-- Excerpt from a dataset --
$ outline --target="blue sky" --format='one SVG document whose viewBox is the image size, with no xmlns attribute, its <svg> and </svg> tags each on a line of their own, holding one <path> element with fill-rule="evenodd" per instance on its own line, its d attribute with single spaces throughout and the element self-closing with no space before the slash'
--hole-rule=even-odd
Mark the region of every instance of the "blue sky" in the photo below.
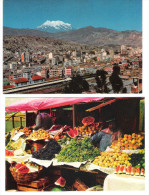
<svg viewBox="0 0 149 195">
<path fill-rule="evenodd" d="M 4 26 L 34 29 L 47 20 L 142 31 L 142 0 L 3 0 Z"/>
</svg>

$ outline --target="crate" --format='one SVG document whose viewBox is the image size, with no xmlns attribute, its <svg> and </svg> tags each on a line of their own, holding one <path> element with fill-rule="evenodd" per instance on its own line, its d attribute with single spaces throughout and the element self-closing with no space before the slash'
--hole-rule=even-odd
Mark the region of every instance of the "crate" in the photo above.
<svg viewBox="0 0 149 195">
<path fill-rule="evenodd" d="M 50 187 L 53 187 L 53 182 L 48 177 L 40 178 L 29 184 L 17 183 L 18 191 L 45 191 Z"/>
</svg>

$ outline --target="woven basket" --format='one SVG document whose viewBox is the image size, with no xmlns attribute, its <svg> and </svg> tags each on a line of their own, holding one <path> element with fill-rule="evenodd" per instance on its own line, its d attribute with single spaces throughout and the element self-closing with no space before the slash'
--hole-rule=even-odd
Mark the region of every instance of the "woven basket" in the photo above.
<svg viewBox="0 0 149 195">
<path fill-rule="evenodd" d="M 42 167 L 39 168 L 38 171 L 36 172 L 31 172 L 31 173 L 20 173 L 16 172 L 14 166 L 11 166 L 9 168 L 14 180 L 17 183 L 30 183 L 34 180 L 36 180 L 39 176 L 39 173 L 42 171 Z"/>
</svg>

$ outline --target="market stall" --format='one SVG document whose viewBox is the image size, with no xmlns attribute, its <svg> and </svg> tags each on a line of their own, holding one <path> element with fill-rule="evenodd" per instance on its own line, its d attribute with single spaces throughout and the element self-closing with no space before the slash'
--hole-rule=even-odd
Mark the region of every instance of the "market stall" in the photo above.
<svg viewBox="0 0 149 195">
<path fill-rule="evenodd" d="M 6 170 L 13 176 L 13 187 L 20 191 L 108 190 L 111 180 L 130 177 L 134 181 L 137 174 L 142 182 L 138 190 L 144 190 L 144 113 L 140 100 L 144 101 L 143 98 L 36 98 L 7 106 L 7 112 L 49 109 L 51 117 L 56 117 L 55 110 L 59 107 L 72 111 L 72 126 L 53 124 L 48 130 L 36 131 L 30 126 L 15 129 L 5 150 Z M 107 130 L 107 121 L 112 117 L 121 128 L 121 137 L 101 152 L 99 146 L 92 144 L 91 137 L 103 128 Z M 127 125 L 122 124 L 121 117 Z M 26 180 L 22 182 L 24 174 Z M 6 175 L 10 178 L 10 174 Z"/>
</svg>

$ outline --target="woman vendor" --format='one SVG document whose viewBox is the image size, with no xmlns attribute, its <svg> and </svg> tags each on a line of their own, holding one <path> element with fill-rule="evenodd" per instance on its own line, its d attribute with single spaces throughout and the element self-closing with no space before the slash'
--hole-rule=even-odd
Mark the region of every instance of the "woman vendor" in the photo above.
<svg viewBox="0 0 149 195">
<path fill-rule="evenodd" d="M 37 117 L 35 121 L 35 126 L 33 127 L 34 130 L 44 129 L 48 130 L 53 125 L 52 119 L 48 110 L 40 110 L 37 112 Z"/>
<path fill-rule="evenodd" d="M 111 146 L 114 140 L 118 140 L 121 137 L 121 132 L 116 129 L 115 120 L 108 121 L 108 127 L 94 134 L 91 137 L 93 144 L 99 144 L 101 152 L 105 151 L 108 146 Z"/>
</svg>

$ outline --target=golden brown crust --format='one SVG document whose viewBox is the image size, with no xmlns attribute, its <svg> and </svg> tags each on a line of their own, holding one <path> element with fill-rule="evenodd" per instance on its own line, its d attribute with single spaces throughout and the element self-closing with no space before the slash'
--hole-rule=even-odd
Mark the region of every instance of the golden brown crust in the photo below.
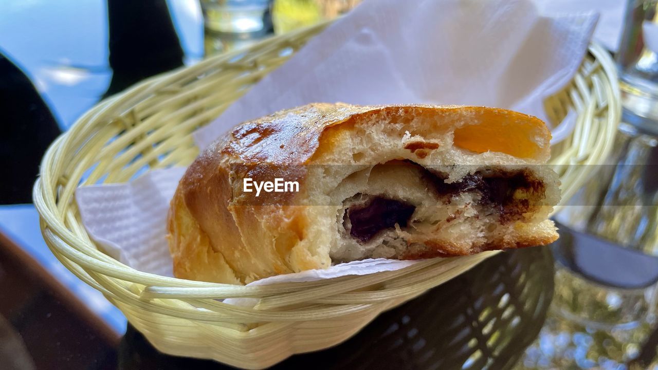
<svg viewBox="0 0 658 370">
<path fill-rule="evenodd" d="M 274 275 L 327 267 L 312 251 L 299 246 L 307 238 L 308 224 L 302 206 L 294 204 L 299 193 L 241 192 L 241 179 L 272 180 L 276 177 L 298 180 L 303 188 L 305 166 L 314 163 L 323 151 L 331 151 L 342 131 L 356 122 L 367 122 L 377 115 L 432 115 L 437 127 L 485 127 L 488 136 L 495 132 L 512 135 L 492 145 L 496 151 L 525 156 L 538 163 L 549 155 L 550 133 L 540 120 L 505 109 L 479 107 L 405 105 L 355 106 L 347 104 L 311 104 L 277 112 L 234 128 L 199 156 L 183 176 L 171 202 L 168 228 L 170 248 L 176 277 L 232 284 L 244 284 Z M 505 135 L 499 135 L 505 137 Z M 486 142 L 461 137 L 464 149 L 475 152 L 491 150 Z M 479 137 L 479 136 L 478 136 Z M 478 139 L 480 140 L 480 139 Z M 407 144 L 424 158 L 438 145 Z M 553 236 L 519 239 L 487 248 L 544 244 Z M 465 254 L 461 248 L 438 242 L 416 254 L 418 258 Z M 213 272 L 215 271 L 215 272 Z"/>
</svg>

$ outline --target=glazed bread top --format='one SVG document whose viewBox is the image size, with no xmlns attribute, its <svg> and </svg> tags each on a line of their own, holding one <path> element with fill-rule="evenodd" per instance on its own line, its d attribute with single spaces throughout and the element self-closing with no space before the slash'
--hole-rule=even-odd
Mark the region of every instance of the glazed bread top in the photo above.
<svg viewBox="0 0 658 370">
<path fill-rule="evenodd" d="M 526 168 L 548 159 L 550 139 L 536 117 L 481 107 L 316 103 L 244 122 L 206 148 L 180 181 L 168 221 L 174 273 L 245 284 L 369 257 L 457 255 L 550 242 L 557 234 L 552 223 L 545 221 L 559 199 L 557 177 L 542 166 Z M 384 164 L 401 165 L 380 167 Z M 536 201 L 531 199 L 537 207 L 526 207 L 505 223 L 496 216 L 490 223 L 506 228 L 492 232 L 495 235 L 491 238 L 467 237 L 468 227 L 486 226 L 468 223 L 474 221 L 459 230 L 454 225 L 443 231 L 425 227 L 425 219 L 433 216 L 422 215 L 420 207 L 434 206 L 426 198 L 434 198 L 430 200 L 443 208 L 450 203 L 440 201 L 448 196 L 445 192 L 427 192 L 426 170 L 440 178 L 430 182 L 459 184 L 475 176 L 480 187 L 490 188 L 488 179 L 497 166 L 516 169 L 505 170 L 509 173 L 503 176 L 522 172 L 524 184 L 541 184 L 524 185 L 537 193 Z M 243 191 L 246 178 L 296 181 L 299 191 L 257 196 Z M 475 198 L 469 196 L 449 207 L 484 202 L 483 191 L 478 191 Z M 372 196 L 389 200 L 373 201 Z M 379 239 L 368 234 L 349 240 L 357 225 L 346 221 L 346 209 L 352 207 L 350 214 L 357 219 L 363 212 L 355 210 L 367 201 L 387 209 L 392 201 L 407 202 L 403 208 L 416 209 L 411 211 L 410 225 L 418 217 L 425 221 L 405 230 L 400 226 L 406 221 L 401 219 L 395 228 L 387 226 L 395 235 L 380 232 Z M 382 243 L 390 244 L 388 249 L 376 246 Z"/>
</svg>

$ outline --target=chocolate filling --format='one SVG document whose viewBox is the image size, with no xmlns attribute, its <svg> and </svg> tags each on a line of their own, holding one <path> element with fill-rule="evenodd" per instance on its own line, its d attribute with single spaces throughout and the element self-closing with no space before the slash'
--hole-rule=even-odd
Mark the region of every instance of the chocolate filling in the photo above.
<svg viewBox="0 0 658 370">
<path fill-rule="evenodd" d="M 479 192 L 479 203 L 488 206 L 492 213 L 497 214 L 503 224 L 520 220 L 524 213 L 536 211 L 545 196 L 544 182 L 530 170 L 492 169 L 468 174 L 457 182 L 446 182 L 447 174 L 431 171 L 411 163 L 423 169 L 423 178 L 433 185 L 437 195 L 444 202 L 449 203 L 452 197 L 462 193 Z M 514 196 L 518 190 L 525 193 L 520 199 Z M 349 234 L 352 238 L 366 243 L 395 224 L 405 227 L 415 209 L 415 206 L 404 201 L 374 196 L 365 204 L 349 207 L 343 220 L 349 219 Z"/>
<path fill-rule="evenodd" d="M 395 224 L 406 226 L 415 209 L 415 206 L 403 201 L 374 197 L 366 205 L 353 205 L 345 212 L 351 224 L 349 234 L 362 243 L 367 242 L 379 232 Z"/>
<path fill-rule="evenodd" d="M 536 210 L 538 203 L 544 199 L 545 187 L 544 182 L 529 170 L 507 171 L 504 169 L 476 171 L 465 176 L 455 182 L 445 182 L 447 175 L 442 172 L 426 172 L 439 196 L 449 198 L 460 193 L 479 192 L 480 203 L 490 205 L 498 213 L 500 222 L 508 223 L 520 219 L 523 213 Z M 514 193 L 523 190 L 532 197 L 515 199 Z"/>
</svg>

-- What you should do --
In the records above, return only the line that contains "outline --target=chocolate filling" and every line after it through the last, exactly as they appear.

-- Final result --
$ outline --target=chocolate filling --format='one SVG document whose viewBox is the image size, with no xmlns attribute, its <svg> and </svg> tags each on a line of their own, holding one <path> element with fill-rule="evenodd" per instance on its own line, its d attribute with single spaces throughout and the element self-closing with no space before the slash'
--hole-rule=even-odd
Mark the region of every instance of the chocolate filling in the photo above.
<svg viewBox="0 0 658 370">
<path fill-rule="evenodd" d="M 479 192 L 479 203 L 488 206 L 492 213 L 497 214 L 503 224 L 520 220 L 524 213 L 536 211 L 545 196 L 544 182 L 530 170 L 492 169 L 468 174 L 457 182 L 446 182 L 447 174 L 431 171 L 411 163 L 423 169 L 423 178 L 433 185 L 437 195 L 444 202 L 449 203 L 452 197 L 462 193 Z M 514 196 L 518 190 L 525 193 L 520 199 Z M 349 234 L 352 238 L 366 243 L 395 224 L 405 227 L 415 209 L 415 206 L 404 201 L 374 196 L 365 204 L 349 207 L 343 220 L 349 219 Z"/>
<path fill-rule="evenodd" d="M 395 224 L 406 226 L 415 209 L 415 206 L 403 201 L 374 197 L 366 205 L 353 205 L 345 212 L 351 224 L 349 234 L 362 243 L 367 242 L 379 232 Z"/>
<path fill-rule="evenodd" d="M 536 210 L 538 203 L 544 199 L 545 187 L 544 182 L 529 170 L 507 171 L 504 169 L 476 171 L 465 176 L 455 182 L 445 182 L 447 175 L 442 172 L 426 172 L 439 196 L 449 198 L 460 193 L 479 192 L 480 203 L 490 205 L 498 213 L 500 222 L 508 223 L 520 219 L 523 213 Z M 514 193 L 523 190 L 532 197 L 515 199 Z"/>
</svg>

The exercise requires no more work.